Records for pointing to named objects
▼
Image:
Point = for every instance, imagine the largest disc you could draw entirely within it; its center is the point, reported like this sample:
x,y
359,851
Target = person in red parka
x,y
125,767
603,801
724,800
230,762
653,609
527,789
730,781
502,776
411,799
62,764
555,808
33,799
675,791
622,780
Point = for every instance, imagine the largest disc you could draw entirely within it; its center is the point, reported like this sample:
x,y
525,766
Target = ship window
▲
Given problem >> Reproduce every line of the records above verbatim, keeping their original order.

Response to this task >>
Image:
Point = for every instance, imagine the largest disc you could draw entirely within it; its center is the point, reported like this sample:
x,y
359,851
Target = person in red parka
x,y
125,767
603,801
724,800
230,762
653,609
527,789
730,781
502,776
411,799
62,764
555,808
33,799
675,791
622,780
Point = for every instance, imagine the largest disc you could draw entirely within it; its center is the point, reported like this sample:
x,y
525,766
Target = ship window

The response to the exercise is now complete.